Repeat the listing below in full and exactly, but without its pictures.

'''

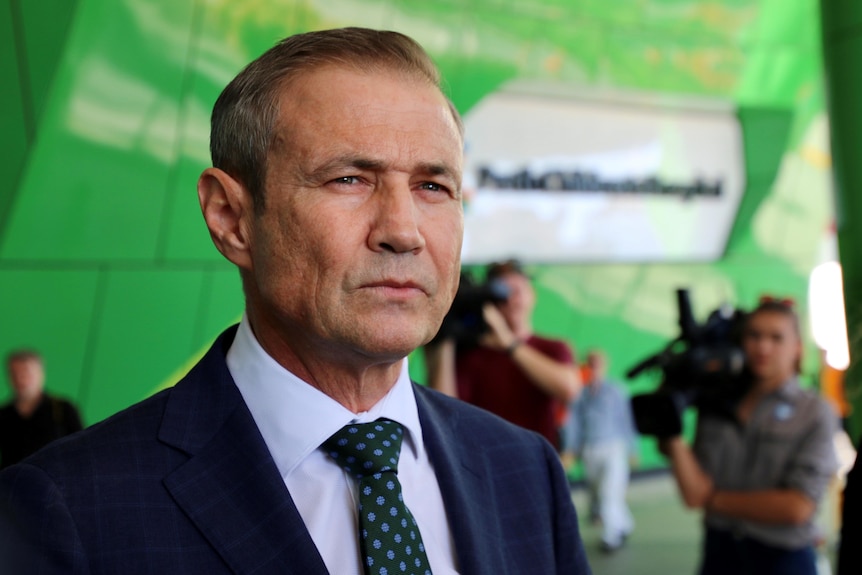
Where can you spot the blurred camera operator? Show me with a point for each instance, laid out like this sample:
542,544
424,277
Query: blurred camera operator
760,475
512,372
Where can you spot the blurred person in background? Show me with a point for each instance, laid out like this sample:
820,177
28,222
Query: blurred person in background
600,432
760,475
33,418
512,372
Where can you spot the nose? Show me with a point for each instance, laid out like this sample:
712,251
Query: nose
395,226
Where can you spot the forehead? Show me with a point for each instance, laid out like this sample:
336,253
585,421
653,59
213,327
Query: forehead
771,321
348,107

'''

TASK RESPONSE:
Where can you spot the blurred camera operator? Show me with a point for each instance, laid out like this sample:
542,544
424,277
Query: blurred camera operator
760,475
512,372
Where can you spot the blurred person in background? Show me with a point for each instance, laid out like this sample:
820,177
28,222
Query: blurred person in background
600,432
760,475
33,418
512,372
Where can you spot the nose? Show me with a point for each instance, laid out like this sample:
712,251
Query: nose
395,226
Where can you spot the forehead? Show me with a point for each instance, laid out like this sample:
336,253
585,421
653,59
213,327
Query: forehead
771,321
348,107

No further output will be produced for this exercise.